_Natural-language object grounding data_:
--------
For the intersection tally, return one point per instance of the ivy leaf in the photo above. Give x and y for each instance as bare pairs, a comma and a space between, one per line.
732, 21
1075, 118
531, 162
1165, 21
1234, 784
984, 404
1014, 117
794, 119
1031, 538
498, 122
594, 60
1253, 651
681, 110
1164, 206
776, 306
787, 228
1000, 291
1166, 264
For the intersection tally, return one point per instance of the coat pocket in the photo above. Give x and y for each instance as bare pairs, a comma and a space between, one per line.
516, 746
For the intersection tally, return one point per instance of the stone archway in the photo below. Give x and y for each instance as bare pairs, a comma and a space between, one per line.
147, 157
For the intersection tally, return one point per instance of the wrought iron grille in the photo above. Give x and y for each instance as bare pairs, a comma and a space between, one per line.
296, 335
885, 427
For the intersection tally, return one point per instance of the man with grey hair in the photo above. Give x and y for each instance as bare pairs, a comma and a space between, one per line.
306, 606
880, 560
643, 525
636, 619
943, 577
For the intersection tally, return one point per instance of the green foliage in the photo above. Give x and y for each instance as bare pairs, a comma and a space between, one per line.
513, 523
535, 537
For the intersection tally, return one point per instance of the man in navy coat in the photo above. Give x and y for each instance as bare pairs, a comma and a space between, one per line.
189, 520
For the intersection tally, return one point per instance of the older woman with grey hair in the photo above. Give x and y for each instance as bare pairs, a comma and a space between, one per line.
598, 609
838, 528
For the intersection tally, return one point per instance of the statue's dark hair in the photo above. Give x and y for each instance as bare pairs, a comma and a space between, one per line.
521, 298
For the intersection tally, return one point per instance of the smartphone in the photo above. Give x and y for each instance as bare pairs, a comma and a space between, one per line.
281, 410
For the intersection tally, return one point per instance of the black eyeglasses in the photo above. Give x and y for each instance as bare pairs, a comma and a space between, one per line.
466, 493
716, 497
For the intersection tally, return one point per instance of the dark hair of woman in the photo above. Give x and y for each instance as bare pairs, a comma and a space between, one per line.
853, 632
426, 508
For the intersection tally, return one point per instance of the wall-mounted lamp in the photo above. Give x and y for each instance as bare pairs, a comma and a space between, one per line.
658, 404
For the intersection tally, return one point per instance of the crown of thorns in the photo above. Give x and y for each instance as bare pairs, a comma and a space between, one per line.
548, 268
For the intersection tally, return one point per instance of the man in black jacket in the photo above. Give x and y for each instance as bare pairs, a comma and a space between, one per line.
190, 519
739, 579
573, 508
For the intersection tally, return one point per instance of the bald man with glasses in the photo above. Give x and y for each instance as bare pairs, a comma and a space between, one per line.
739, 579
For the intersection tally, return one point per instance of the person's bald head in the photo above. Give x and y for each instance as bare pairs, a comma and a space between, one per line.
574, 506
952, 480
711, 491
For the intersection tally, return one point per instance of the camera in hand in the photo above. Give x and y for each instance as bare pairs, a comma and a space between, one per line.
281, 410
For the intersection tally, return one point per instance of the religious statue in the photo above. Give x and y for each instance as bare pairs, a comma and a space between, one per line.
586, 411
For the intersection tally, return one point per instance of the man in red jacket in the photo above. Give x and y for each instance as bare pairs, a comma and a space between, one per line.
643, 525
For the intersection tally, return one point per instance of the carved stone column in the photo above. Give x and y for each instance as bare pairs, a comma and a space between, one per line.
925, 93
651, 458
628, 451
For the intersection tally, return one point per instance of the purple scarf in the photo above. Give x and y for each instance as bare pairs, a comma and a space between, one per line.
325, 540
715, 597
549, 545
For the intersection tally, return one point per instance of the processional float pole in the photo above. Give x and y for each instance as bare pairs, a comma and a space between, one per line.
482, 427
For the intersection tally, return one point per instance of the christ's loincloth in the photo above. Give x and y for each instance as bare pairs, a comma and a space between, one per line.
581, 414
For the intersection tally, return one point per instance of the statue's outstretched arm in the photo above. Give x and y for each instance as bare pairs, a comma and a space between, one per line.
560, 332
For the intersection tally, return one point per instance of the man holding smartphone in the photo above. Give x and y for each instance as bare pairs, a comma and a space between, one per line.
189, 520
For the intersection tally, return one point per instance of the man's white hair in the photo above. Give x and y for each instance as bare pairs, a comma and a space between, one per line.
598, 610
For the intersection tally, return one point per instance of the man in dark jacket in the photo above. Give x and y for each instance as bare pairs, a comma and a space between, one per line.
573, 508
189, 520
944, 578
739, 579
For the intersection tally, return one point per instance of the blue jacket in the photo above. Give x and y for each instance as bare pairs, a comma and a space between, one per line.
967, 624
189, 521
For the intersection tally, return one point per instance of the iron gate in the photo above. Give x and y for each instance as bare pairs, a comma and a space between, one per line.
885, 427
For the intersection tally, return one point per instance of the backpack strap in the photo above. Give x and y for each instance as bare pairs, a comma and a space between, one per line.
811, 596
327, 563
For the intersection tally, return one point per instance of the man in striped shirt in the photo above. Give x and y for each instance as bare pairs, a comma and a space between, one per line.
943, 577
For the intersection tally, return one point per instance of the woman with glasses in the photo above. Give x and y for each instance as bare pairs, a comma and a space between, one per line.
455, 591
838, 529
--------
Retype each entry exactly, leaving none of them out.

For the intersection tally, return one point per instance of the ivy leaf in the photo above. Give x and y for each instance as bare pairs, a comma and a space between, one per line.
732, 21
1075, 118
531, 162
1165, 21
1234, 784
984, 404
1014, 117
794, 119
1031, 538
498, 122
594, 60
1253, 651
681, 110
1164, 206
776, 306
787, 228
1000, 291
1166, 264
For the intersection tally, return one point per instance of the coat pocket in the photo above. Give x and y for each instance as bare pairs, a comma and a space between, one per line.
516, 746
For the intersection tally, return one point per instance of the stone archway in the photo below. Give x and y for each instance as bare pairs, a comma and a space between, one per line.
147, 157
For the intersection tally, return one point per instance of the wrought iron grille in the photo above. Give x and y for each instance as bare pairs, a comma and a space between, one per line.
296, 335
885, 427
For the intersection tally, return one point per instance of the man with grey hair in the photo above. Give x and y for each instance as bare pairs, a comma and a space between, one per line.
306, 606
880, 560
643, 525
636, 619
943, 577
For the intersection tally, return one point per instance of the green foliage in the photo above. Give x and y for each instance as bare pairs, a comma and a space between, one per line.
513, 523
535, 537
For the intersection tally, return one point per instance of the man in navy coat in the photo above. Give x and y for each instance as bare pairs, a comma and a space between, one per line.
189, 520
For the intersection tally, return one point per instance of the older woman with grey hair in the photo above. Give x and y for each instance as bare pairs, a comma and a space between, one per line.
598, 609
838, 528
For the intersection tally, return one point per instance of the statue's dark hair in the photo above. Give x and y for each instance as bare pairs, a comma and a space between, one per line.
521, 298
For the intersection tally, return one point per instance of the smartphone in the photo above. Give x and y for each instance as bare pairs, a comma and a space between, one per line.
281, 410
For the intersection tally, return one point per instance of the black eyeglasses in the photo above. Give x and y for each instance as bare pairs, a comma and a space between, one per line.
466, 493
716, 497
For the intersection tally, return one point per instance of the dark hair of woman in the photo above. Give x and y for each instance as bare pairs, a comma and a space between, one per line.
853, 632
426, 508
For the intersection tally, return one point per instance of the wall-mounted lamp in the photo above. Give x and y for each instance as bare pairs, a comma and a space between, one per line.
658, 404
For the intersection tally, return one point per instance of the crown of thorns in the photo above. Give x and y for each instance as bare pairs, a comma and a space between, one per line.
548, 268
For the intersection tally, return one point per instance of the man in black jacket in the photo above. Give x and y for each instance as bare pairs, a comma and a space between, one per line.
190, 519
739, 579
573, 508
For the intersection tally, return one point per instance of the bald man with glasses in the photo above. Give x and y for each instance as bare pairs, a comma and a space between, one per line.
739, 579
For the intersection tally, return one point per instance of the person's bald head in the photo above. Give x and y for each instance as bare pairs, a comma and a space between, one per line.
574, 506
952, 480
711, 491
For the intersection tally, return one point per instance of the camera in hand in the photo above. Give x and y for each instance as bare pairs, a comma and a space between, one per line.
281, 410
For the intersection tally, return one point per instance of the religious statue in the photo above. Give x and y for each instance as bare pairs, a comma and a space between, one per line.
586, 411
For the intersection tally, return one point per instance of the man in red jacket in the photo above. Give x and y for each instance as bare pairs, a comma and a space between, one per line.
643, 525
For the intersection tally, return one point per instance of the carved stone column in the photo above. Give x and y for each instance as bare pairs, a comma and a space between, one per line.
925, 93
651, 458
628, 451
For the intersection tally, return one point per instance of the purple scarf in the photo above. Give x and y for each instance as bare pairs, a comma and a space between, one per line.
325, 540
715, 597
549, 545
For the intersection tally, return one point per instance of the processional float pole in the photo above. Give x and y for each instance as bare pairs, a comma and a space between, one per line.
482, 427
For the intersection tally, return one point per instance of the christ's loincloth in the photo above. Give x and y for each instance as bare pairs, a comma and a space between, one per line.
581, 414
For the intersection tally, return one point per instance of the statue's outstretched arm in the photo above. Give x and y for each instance as bare pairs, a comma and a space between, one per line.
560, 332
For the intersection tally, return one point per instance of the man holding smartphone in the photo above. Give x and y for each instance as bare pairs, a comma and a space between, one per line.
189, 520
For the intersection tally, return one point per instance of the man's white hair in the photo above. Give x and y for each instance as bare pairs, a comma and a space between, one per line.
598, 610
For the intersection tally, return one point per instance of the man in dark jacket in the photo above. Give x and y for each instance as bare pairs, a comma and a space between, one per line.
573, 508
189, 520
944, 578
739, 579
For the intersection tally, return one point per instance of the blue jacket in the photo above. Give x and y for each instance as bare pairs, a comma and a space between, one per line.
967, 624
189, 521
For the intersection tally, return one point per instance of the iron gate in the photo above. Give x and y for each instance as bare pairs, a comma and a space between, one per line.
885, 427
For the intersection tally, return one point per instance of the backpack strap in the photo above. Give x and y for each instance as bare pairs, a comma and a space between, one per line.
811, 596
327, 563
For the intersection tally, return one point per instance of the man in striped shirt in the photo above. Give x and y for each instance as bare pairs, a comma and a space between, one per line.
943, 577
For the intersection tally, return one point per instance of the woman with glasses in the photo above. Give x and y for each instance as bare pairs, a comma and a space between, one per line.
455, 591
838, 529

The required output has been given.